• _TÂCHE COURTE A_: Comptez les lignes de la liste qui contiennent le mot « woman » et donnez uniquement ce nombre.

• _EXTRAIT FOURNI_:

74. La propriété des médias se traduit dans le contenu éditorial.
L’influence politique sur le contenu des publications est évidente.
Les médias du service public sont généralement considérés comme
fonctionnant sous le contrôle direct du gouvernement. Plusieurs
rapports d’enquête et témoignages indiquent que la direction de
ces médias demande régulièrement à son personnel de mettre en avant
les questions qui intéressent le gouvernement, voire de diffuser
des contenus rédigés ou dictés par des hauts responsables du cabinet
du Premier ministre
.

75. Selon une enquête menée par la commission d’enquête du Parlement
européen sur l’utilisation de Pegasus et de logiciels espions de
surveillance équivalents (PEGA), le Gouvernement hongrois a utilisé
le logiciel espion Pegasus, qu’il a acheté en 2017, pour cibler
des journalistes, des responsables politiques et des militants.
En février 2023, une délégation de la commission PEGA s’est rendue
en Hongrie. Selon ses conclusions, «tout indique que des logiciels
espions ont été utilisés largement de manière abusive en Hongrie; les
explications des autorités, qui invoquent la sécurité nationale,
apparaissent très peu convaincantes. Il est largement établi que
des personnes ont été espionnées dans le but d’accroître encore
le contrôle politique et financier de l’espace public et du marché
des médias»
.

4.2. La société civile
76. Le Gouvernement hongrois a
pris plusieurs mesures à l’encontre des organisations de la société
civile indépendantes, en particulier celles qui défendent les droits
humains, luttent contre la corruption et protègent l’environnement.
Dans le même temps, il a largement aidé les organisations qui partagent
ses idées à collecter des fonds, souvent auprès de sources publiques
ou semi-publiques.
77. Le Gouvernement hongrois a renforcé son contrôle sur le financement
de la société civile, en réduisant progressivement l’accès aux sources
de financement indépendantes et en mettant en place des subventions contrôlées
par l’État. A la suite d’un désaccord entre le gouvernement et les
donateurs du fonds de l’EEE/Norvège portant sur l’administration
du fonds, les versements ont été suspendus. Le Gouvernement hongrois a
créé son propre fonds (Városi Civil Alap –
VCA) et l’a doté de 110 millions d’euros. La liste des bénéficiaires montre
que les ONG qui perçoivent les montants les plus élevés sont étroitement
liées à la coalition au pouvoir. Selon une enquête indépendante
réalisée en 2021, seul un tiers des organisations qui ont reçu le
montant maximal n’ont pas d’affiliation politique claire avec le
Fidesz, tandis que plus de la moitié des ONG ayant reçu les subventions
les plus importantes du VCA sont des organisations contrôlées par
des responsables politiques ou des candidats du Fidesz-KDNP
.

• _TÂCHE COURTE B_: Reprenez le texte ci-dessus sur le contrôle exercé par le Gouvernement hongrois sur les médias et la société civile, à la suite de sa dernière phrase.

• _DONNÉES FOURNIES_:
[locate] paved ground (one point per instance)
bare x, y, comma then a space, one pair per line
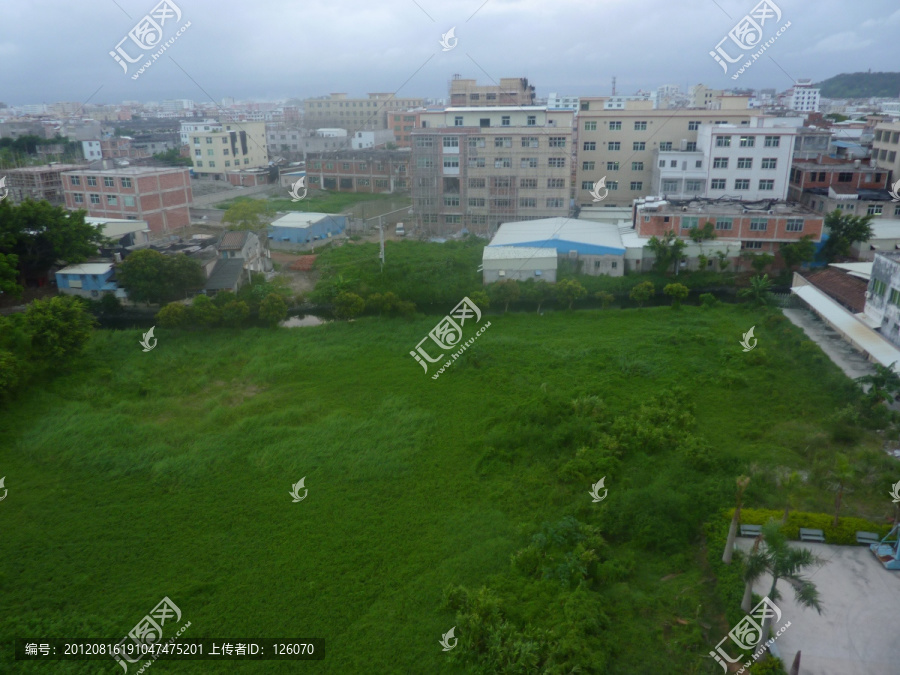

* * *

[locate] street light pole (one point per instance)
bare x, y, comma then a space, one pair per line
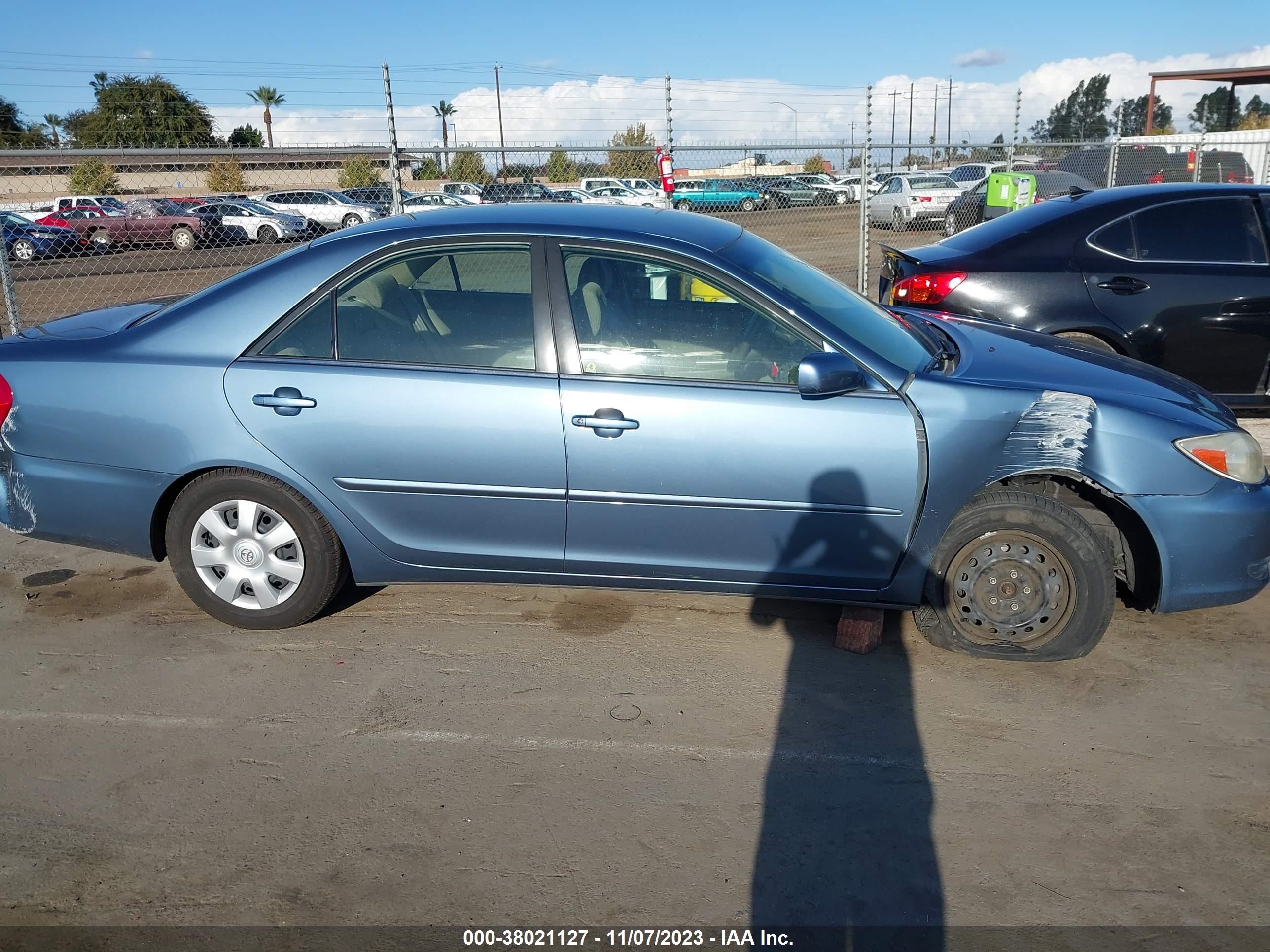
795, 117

--

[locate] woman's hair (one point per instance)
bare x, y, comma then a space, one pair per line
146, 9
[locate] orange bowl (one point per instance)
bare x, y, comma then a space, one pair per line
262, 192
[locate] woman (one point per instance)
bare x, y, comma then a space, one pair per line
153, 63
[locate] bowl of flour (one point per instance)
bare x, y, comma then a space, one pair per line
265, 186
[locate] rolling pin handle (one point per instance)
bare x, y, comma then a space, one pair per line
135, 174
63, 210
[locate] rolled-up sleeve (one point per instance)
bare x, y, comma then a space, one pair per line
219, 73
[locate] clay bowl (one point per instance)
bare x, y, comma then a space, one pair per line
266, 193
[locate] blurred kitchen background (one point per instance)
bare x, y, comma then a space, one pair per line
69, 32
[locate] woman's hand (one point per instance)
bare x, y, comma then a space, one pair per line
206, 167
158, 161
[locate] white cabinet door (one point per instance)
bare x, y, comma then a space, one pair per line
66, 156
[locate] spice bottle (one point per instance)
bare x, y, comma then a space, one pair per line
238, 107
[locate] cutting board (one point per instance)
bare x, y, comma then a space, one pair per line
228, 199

• _RÉPONSE ÉCRITE A_: 3

• _RÉPONSE ÉCRITE B_:
78. Le Forum de coopération civile (CÖF) est une organisation
qui diffuse régulièrement des messages alignés sur ceux du gouvernement
par le biais de communiqués de presse, de déclarations publiques,
de panneaux d’affichage et des réseaux sociaux. Ses communications
reprennent souvent la rhétorique du Fidesz, notamment sur des thèmes
tels que la souveraineté nationale, l’immigration, le scepticisme
à l’égard de l’Union européenne et l’opposition à l’influence étrangère,
en particulier celle de George Soros
. Le CÖF cible fréquemment les partis
d’opposition, les ONG indépendantes et les voix critiques en les
qualifiant de menaces pour la souveraineté nationale ou d’agents
de l’influence étrangère. Cette organisation bénéficie d’un soutien
financier considérable de la part d’entreprises publiques et de
fondations affiliées au Fidesz (qui reçoivent des fonds publics)
.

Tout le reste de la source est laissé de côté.